• _WHAT TO PRODUCE_:
A faithful transcription of all the data, images excluded, is the required answer.

═════ TASK INPUTS

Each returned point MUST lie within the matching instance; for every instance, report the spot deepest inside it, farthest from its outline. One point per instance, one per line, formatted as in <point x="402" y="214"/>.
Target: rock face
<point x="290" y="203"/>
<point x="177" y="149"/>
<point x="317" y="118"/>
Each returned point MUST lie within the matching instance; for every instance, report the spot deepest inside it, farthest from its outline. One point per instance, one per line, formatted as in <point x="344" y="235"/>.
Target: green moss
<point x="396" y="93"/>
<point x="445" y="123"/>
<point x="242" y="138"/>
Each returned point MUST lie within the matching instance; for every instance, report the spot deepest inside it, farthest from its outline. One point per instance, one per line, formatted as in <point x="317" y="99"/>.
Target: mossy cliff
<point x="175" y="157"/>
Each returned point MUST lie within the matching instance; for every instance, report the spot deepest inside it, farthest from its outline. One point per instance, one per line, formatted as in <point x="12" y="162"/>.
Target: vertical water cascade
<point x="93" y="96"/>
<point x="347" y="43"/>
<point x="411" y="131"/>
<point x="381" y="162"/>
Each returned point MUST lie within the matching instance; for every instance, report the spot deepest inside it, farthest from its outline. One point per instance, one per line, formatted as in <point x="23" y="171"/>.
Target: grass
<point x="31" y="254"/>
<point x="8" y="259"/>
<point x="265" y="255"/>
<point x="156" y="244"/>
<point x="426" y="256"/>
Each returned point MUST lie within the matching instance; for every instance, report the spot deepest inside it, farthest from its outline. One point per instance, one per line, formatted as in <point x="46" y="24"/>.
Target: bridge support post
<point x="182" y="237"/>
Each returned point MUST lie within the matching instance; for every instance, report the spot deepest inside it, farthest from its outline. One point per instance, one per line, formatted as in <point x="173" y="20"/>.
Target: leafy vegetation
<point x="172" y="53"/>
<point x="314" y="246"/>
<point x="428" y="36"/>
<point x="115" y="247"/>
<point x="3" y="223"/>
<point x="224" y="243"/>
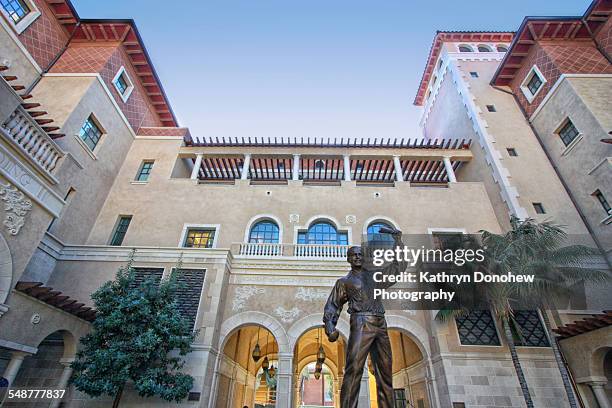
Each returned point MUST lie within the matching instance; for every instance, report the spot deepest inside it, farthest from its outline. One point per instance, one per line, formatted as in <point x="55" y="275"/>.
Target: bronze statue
<point x="368" y="327"/>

══════════

• _ANSWER TO THE EXERCISE_:
Each returned point MUST lie within the matching instance; for every instance, report the spot deepest inside it, farthest from its outline. One point per instance, one per line, formatted as in <point x="402" y="214"/>.
Target: rock face
<point x="290" y="203"/>
<point x="177" y="149"/>
<point x="317" y="118"/>
Each returned point MUST lie within the matching instance; for every instance, report the spot deepest inside it, farthest from its outline. One point per instance, one per line, formatted as in <point x="344" y="235"/>.
Target: green moss
<point x="396" y="93"/>
<point x="445" y="123"/>
<point x="242" y="138"/>
Each returned point MUST lie within the matching instance; for every instance, report the spot deepest inside it, farthest from its outline. One point per instance, one per line, formatted as in <point x="317" y="99"/>.
Target: mossy cliff
<point x="175" y="157"/>
Each returned point MUST lie within the matching instance; for every instance, report the spot deepest inside it, farthest from its outline. One point per instance, one per line, formatted as in <point x="12" y="162"/>.
Target: vertical water cascade
<point x="93" y="96"/>
<point x="347" y="43"/>
<point x="411" y="131"/>
<point x="381" y="162"/>
Each returned point MUST lie within the matching instance; for every instance, report the spot deepest inside it, farthest from its outline. One point per instance, one per line, formatted as in <point x="23" y="171"/>.
Target: grass
<point x="31" y="254"/>
<point x="8" y="259"/>
<point x="265" y="255"/>
<point x="156" y="244"/>
<point x="426" y="256"/>
Each returned point MUST lie within the matching instance; for every instance, report the spot deepest inside it, farthest from its outline. One point per instance, one per line, formatted as in <point x="46" y="24"/>.
Target: bridge support post
<point x="182" y="237"/>
Each returned point MUST lie within the matching instance; for every instance, report the spot deepest inside it, farthest from its outline. One point per instance, one per line, formatted as in <point x="173" y="20"/>.
Target: leafy vegetation
<point x="172" y="53"/>
<point x="314" y="246"/>
<point x="428" y="36"/>
<point x="115" y="247"/>
<point x="3" y="223"/>
<point x="224" y="243"/>
Each returned point MUST lie within the matching instance; for every instance, report the spot deepest inside it, farthest from its outline. One point per instance, one per line, formatted as in <point x="55" y="275"/>.
Target: bronze statue
<point x="368" y="327"/>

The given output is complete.